Problem description — Reading the records below, find how many lines include the word "forearm" and give that number alone.

Recorded data —
= Beginning of Section =
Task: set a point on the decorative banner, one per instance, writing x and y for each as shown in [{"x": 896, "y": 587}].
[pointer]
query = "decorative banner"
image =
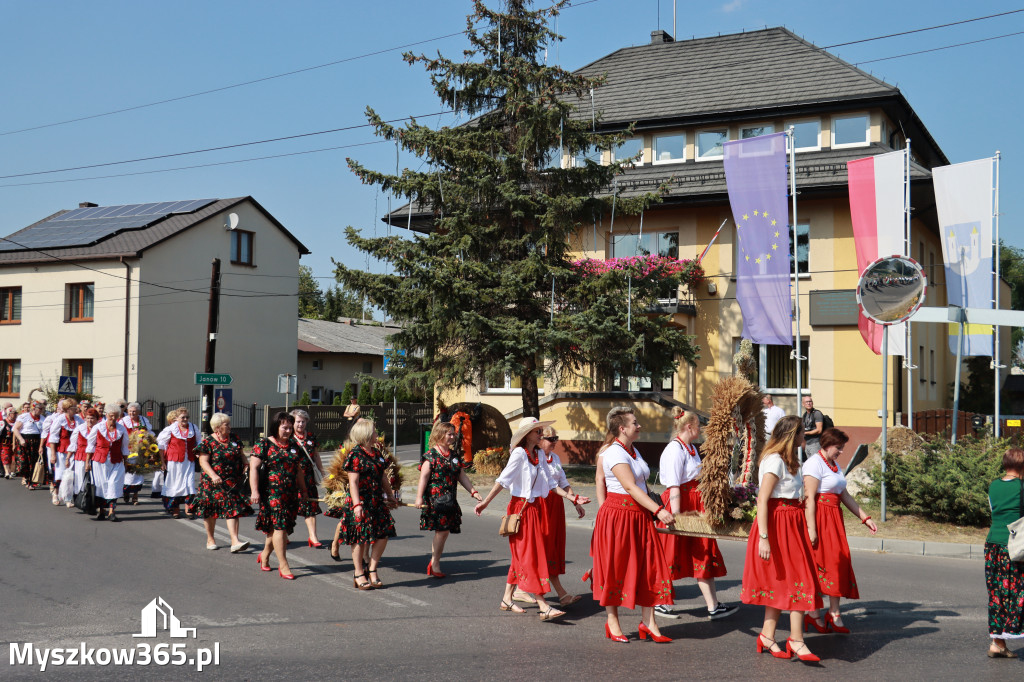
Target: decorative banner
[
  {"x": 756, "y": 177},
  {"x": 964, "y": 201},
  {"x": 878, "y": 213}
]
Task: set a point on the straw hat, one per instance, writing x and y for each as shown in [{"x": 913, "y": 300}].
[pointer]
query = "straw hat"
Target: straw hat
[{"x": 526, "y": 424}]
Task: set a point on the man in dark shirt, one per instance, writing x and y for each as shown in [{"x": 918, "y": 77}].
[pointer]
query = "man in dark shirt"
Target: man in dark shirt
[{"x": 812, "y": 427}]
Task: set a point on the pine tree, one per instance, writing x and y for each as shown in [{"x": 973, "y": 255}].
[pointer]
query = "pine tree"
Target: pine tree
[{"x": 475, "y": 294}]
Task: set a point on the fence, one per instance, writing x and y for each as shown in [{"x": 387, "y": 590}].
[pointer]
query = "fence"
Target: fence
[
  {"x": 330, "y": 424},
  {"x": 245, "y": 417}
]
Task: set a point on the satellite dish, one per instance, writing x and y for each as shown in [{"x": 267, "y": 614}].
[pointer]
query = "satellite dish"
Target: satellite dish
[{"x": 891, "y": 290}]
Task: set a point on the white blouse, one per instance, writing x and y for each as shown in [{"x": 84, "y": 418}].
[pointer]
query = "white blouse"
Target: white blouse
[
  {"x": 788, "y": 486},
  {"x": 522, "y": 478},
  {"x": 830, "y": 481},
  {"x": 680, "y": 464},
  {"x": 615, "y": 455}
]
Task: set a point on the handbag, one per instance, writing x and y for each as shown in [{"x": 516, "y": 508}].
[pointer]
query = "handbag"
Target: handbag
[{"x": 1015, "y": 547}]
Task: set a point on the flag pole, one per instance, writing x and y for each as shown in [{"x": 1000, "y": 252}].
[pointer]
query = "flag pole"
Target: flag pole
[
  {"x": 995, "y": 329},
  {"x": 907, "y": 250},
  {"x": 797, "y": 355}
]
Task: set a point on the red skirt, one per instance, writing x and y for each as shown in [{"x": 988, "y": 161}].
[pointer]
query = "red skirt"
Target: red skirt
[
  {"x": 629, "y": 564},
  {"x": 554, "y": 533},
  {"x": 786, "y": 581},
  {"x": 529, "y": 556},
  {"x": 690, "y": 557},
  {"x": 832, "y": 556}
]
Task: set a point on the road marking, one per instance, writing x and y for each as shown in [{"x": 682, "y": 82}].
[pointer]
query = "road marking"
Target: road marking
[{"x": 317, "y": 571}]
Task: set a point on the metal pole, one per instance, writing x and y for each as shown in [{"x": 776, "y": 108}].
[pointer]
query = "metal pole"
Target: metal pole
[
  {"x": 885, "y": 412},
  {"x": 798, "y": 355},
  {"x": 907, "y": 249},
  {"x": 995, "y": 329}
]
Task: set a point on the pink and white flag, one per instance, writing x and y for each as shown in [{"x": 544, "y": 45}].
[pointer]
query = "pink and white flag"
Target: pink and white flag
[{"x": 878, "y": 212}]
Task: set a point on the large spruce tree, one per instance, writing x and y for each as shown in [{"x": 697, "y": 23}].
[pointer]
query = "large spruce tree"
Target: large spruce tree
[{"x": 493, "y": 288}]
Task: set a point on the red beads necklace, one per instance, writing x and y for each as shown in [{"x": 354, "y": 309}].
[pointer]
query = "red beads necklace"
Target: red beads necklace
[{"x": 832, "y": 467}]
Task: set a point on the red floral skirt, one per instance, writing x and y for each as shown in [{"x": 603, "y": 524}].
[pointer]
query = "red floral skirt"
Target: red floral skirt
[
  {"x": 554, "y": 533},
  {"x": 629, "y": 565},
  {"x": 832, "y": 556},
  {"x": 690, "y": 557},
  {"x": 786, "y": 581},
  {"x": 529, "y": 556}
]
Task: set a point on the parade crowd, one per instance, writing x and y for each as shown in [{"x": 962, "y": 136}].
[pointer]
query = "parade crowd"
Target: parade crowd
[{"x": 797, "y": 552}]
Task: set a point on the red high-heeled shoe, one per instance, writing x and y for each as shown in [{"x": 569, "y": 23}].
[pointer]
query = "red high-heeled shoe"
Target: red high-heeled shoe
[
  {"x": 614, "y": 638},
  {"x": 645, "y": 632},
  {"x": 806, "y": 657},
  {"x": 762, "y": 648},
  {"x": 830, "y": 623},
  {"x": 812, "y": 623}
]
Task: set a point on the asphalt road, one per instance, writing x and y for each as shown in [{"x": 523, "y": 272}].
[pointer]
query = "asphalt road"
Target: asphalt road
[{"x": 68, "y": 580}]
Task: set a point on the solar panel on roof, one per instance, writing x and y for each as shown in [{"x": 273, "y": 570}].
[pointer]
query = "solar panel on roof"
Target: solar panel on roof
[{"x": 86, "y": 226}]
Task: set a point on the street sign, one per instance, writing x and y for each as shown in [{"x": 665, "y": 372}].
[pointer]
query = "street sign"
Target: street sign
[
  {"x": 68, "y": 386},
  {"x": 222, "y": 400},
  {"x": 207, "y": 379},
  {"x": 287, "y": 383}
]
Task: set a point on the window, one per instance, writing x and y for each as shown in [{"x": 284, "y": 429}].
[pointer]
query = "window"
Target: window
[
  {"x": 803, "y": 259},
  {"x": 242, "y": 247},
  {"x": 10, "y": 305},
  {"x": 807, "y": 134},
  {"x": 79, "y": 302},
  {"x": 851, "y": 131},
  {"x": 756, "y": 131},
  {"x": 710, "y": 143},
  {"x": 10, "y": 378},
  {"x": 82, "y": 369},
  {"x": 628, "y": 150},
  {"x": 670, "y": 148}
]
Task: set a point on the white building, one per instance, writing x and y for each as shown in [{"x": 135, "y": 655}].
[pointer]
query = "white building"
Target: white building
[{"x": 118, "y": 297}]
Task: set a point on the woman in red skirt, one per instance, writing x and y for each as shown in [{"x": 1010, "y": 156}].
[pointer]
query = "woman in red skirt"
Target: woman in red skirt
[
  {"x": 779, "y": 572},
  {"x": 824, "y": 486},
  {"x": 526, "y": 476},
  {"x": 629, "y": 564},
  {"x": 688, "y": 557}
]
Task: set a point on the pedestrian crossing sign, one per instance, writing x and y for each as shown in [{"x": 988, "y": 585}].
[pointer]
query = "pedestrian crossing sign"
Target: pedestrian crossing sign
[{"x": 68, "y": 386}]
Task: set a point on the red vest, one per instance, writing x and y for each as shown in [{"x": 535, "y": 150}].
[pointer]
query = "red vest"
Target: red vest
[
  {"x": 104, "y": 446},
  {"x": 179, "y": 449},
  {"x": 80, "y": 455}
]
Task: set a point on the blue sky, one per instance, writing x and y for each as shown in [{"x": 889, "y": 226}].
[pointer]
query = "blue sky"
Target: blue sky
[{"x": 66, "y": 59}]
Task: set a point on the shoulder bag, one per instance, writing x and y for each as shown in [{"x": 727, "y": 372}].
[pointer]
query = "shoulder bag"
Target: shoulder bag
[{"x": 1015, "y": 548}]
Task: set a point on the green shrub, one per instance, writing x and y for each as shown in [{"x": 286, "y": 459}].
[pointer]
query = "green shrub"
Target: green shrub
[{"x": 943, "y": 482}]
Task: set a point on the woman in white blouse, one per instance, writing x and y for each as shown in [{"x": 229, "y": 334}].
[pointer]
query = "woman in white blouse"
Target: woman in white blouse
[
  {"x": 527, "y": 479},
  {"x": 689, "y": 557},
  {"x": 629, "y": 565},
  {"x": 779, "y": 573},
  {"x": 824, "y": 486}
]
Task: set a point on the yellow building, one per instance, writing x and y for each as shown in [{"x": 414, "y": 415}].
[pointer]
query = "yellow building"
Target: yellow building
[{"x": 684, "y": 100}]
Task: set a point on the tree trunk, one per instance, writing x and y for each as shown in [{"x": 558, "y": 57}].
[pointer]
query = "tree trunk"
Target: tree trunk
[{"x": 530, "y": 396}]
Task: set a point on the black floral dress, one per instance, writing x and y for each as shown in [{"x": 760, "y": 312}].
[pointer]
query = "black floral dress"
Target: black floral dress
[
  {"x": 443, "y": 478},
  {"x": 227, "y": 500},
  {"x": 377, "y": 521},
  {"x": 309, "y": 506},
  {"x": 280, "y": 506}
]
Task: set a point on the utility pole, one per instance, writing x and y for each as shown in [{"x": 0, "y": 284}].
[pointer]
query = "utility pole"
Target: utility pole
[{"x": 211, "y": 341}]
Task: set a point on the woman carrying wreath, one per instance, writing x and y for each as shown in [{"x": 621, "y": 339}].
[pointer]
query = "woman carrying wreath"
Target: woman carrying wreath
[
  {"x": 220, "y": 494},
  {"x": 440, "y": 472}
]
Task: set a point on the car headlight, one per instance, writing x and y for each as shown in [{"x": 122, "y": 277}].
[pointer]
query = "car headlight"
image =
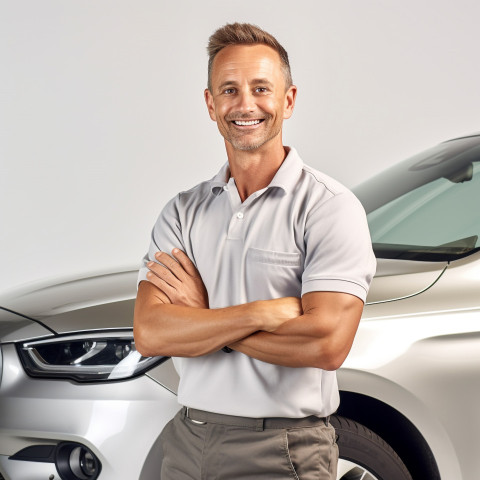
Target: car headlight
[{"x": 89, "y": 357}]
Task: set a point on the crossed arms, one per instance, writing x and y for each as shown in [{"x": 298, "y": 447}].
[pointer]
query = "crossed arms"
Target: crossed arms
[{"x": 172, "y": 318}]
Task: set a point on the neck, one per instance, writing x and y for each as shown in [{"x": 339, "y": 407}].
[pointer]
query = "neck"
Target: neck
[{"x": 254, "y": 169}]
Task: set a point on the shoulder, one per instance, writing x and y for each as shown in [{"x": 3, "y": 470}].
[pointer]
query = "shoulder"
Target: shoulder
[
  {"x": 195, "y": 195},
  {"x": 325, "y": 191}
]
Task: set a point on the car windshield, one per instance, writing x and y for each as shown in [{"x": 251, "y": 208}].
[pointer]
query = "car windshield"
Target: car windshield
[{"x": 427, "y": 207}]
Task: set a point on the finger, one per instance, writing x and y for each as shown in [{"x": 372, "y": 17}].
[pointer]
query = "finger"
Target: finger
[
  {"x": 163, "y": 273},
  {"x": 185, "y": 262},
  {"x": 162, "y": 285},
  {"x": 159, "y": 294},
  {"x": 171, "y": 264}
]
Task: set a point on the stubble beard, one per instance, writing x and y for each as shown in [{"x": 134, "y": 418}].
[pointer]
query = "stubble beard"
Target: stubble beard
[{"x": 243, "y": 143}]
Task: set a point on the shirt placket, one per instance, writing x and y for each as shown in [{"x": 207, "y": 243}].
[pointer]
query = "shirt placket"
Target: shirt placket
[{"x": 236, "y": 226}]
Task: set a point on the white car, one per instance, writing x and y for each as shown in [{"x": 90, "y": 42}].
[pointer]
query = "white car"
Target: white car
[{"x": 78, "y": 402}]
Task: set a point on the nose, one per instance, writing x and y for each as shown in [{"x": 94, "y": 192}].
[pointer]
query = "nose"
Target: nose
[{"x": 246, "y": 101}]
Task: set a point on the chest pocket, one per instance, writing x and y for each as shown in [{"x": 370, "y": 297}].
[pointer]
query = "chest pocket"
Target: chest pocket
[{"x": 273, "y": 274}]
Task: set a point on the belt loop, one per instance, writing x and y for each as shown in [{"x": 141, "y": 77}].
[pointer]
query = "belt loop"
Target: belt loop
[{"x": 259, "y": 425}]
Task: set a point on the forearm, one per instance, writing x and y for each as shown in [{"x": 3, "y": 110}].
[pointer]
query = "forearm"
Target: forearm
= End of Section =
Exercise answer — 3